Material shown —
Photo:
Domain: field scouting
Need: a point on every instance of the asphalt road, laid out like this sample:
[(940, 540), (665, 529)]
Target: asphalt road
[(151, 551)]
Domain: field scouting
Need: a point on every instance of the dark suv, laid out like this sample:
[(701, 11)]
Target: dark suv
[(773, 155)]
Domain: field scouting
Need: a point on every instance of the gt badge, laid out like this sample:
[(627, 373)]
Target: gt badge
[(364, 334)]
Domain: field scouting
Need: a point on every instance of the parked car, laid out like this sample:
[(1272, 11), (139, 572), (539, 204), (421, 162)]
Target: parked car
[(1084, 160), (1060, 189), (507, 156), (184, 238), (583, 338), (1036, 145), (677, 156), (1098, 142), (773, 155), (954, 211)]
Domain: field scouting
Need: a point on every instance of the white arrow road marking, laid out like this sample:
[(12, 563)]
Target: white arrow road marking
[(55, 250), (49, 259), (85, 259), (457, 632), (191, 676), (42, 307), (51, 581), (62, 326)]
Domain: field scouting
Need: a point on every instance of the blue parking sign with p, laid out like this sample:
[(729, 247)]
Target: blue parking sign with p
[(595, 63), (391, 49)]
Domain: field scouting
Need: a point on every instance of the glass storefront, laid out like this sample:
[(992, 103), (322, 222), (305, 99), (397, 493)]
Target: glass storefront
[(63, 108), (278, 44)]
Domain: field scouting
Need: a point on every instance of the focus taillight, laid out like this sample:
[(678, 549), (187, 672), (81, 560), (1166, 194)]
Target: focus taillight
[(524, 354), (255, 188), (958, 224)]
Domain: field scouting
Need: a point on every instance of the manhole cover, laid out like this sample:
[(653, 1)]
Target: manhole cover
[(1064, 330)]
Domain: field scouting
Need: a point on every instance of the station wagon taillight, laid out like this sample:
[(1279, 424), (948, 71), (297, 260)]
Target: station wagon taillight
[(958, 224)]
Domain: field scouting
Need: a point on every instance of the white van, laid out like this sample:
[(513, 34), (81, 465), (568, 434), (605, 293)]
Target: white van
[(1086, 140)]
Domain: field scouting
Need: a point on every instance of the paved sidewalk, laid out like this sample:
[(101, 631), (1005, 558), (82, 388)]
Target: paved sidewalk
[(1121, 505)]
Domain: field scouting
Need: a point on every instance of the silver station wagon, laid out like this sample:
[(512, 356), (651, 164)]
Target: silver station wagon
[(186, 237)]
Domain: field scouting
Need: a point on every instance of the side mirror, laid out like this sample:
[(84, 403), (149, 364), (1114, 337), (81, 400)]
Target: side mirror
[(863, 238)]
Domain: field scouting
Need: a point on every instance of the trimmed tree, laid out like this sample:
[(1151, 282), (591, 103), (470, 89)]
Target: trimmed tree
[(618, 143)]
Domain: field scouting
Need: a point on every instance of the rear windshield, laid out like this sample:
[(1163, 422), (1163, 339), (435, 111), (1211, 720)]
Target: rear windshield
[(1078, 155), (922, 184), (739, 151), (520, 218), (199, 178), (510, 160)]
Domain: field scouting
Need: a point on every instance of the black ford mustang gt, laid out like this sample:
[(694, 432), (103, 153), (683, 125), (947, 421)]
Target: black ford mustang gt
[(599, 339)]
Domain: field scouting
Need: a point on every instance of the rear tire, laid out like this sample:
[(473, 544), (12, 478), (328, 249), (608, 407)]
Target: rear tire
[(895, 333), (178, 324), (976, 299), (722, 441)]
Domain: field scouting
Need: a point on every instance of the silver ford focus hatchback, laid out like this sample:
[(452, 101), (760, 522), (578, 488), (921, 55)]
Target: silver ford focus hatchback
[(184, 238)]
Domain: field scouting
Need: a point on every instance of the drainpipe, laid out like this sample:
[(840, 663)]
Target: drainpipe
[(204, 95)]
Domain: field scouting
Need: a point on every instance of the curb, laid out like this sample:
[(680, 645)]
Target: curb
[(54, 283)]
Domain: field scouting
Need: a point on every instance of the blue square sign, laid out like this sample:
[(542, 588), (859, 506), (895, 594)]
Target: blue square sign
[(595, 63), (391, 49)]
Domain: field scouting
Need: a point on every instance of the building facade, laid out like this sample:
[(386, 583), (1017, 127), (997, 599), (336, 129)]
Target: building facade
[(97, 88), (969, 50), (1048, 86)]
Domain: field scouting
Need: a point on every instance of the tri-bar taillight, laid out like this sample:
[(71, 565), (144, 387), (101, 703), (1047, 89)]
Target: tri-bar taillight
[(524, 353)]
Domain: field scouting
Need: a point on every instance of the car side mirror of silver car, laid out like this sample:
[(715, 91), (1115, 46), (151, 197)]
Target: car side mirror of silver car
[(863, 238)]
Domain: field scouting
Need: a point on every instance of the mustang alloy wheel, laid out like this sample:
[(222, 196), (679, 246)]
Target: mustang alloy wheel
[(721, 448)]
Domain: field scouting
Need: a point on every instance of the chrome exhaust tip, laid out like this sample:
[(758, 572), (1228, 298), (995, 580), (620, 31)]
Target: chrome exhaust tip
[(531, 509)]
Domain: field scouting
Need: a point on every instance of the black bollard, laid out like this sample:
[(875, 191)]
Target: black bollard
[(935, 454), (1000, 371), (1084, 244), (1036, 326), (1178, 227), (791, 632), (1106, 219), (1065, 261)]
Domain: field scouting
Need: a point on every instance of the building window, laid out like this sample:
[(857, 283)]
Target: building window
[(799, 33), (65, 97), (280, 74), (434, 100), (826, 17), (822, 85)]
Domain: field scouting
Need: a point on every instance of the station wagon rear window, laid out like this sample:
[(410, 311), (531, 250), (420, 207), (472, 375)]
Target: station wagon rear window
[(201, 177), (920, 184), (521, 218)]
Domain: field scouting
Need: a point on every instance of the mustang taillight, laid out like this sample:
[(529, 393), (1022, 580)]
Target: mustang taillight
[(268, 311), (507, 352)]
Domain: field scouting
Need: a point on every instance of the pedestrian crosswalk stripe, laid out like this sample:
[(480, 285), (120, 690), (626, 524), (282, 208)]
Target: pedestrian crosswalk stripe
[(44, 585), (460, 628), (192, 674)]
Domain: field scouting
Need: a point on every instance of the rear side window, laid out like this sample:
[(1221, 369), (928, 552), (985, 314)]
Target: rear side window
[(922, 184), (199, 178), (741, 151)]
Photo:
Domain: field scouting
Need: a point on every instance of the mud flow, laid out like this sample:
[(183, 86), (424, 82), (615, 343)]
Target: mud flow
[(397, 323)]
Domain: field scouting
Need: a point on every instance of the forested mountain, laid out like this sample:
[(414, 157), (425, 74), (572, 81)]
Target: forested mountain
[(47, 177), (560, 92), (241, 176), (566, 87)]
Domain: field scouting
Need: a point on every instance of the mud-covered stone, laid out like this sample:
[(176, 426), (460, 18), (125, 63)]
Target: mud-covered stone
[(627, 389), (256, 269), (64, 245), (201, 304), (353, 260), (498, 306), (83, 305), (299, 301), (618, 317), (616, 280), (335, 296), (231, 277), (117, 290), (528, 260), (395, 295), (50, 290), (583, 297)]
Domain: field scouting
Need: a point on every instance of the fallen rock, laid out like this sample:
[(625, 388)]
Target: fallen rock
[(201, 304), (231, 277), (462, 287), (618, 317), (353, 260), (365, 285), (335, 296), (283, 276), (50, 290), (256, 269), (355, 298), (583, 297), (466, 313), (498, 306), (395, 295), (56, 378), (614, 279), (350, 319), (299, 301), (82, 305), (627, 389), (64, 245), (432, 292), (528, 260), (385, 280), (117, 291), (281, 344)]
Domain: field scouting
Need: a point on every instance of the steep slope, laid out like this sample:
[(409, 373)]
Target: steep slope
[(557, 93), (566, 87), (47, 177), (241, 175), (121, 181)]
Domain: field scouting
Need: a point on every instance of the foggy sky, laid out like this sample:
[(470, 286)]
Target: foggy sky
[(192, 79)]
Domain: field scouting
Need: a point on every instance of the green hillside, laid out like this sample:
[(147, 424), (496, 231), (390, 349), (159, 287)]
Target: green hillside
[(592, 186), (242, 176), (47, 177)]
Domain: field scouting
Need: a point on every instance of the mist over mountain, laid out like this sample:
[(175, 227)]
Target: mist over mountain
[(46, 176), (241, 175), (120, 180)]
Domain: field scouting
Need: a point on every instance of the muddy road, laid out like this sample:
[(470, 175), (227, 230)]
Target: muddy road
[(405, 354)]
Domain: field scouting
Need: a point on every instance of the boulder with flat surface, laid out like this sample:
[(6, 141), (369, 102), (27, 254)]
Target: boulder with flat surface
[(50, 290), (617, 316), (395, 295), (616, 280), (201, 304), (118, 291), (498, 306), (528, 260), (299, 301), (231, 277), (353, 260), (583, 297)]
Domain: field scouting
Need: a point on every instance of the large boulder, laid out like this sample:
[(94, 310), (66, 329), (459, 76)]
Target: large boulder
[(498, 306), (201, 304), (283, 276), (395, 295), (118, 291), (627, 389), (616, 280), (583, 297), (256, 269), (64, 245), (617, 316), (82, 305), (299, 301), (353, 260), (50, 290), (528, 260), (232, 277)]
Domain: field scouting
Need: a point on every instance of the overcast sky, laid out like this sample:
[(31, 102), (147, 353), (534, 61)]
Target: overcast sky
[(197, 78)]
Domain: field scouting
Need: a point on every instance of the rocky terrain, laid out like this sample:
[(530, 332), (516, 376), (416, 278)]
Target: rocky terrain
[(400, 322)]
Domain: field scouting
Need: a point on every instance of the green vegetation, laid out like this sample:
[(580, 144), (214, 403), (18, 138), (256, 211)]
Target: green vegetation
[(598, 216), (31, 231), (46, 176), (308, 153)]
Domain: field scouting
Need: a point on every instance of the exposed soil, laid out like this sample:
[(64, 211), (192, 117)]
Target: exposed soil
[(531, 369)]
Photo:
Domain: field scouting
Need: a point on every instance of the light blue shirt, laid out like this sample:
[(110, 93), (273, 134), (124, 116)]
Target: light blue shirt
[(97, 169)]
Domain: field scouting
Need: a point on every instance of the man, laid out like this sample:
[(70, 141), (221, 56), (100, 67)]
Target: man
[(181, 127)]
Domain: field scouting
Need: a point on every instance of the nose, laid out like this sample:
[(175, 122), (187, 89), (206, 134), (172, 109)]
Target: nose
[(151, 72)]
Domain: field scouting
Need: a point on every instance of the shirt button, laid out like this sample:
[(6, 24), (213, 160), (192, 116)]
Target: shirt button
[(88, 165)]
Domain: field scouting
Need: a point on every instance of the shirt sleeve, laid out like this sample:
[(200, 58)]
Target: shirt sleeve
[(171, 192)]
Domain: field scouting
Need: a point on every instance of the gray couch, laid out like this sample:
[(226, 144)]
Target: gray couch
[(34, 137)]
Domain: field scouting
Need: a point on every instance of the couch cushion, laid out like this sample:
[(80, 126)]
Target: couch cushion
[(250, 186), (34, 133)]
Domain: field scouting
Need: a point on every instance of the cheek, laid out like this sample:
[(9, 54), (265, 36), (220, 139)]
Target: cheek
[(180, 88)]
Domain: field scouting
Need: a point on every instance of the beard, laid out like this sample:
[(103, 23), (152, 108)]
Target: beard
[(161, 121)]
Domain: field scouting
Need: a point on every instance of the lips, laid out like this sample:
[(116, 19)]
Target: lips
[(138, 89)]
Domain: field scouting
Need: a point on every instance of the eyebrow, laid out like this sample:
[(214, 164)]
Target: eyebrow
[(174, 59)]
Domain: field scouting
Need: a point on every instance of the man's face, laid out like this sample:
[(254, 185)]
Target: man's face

Goal — Display every line in the rows above that contains the word "rocky", copying each such line in full.

Exercise answer —
Need: a point on every instance of the rocky terrain, laid out like this sample:
Target: rocky terrain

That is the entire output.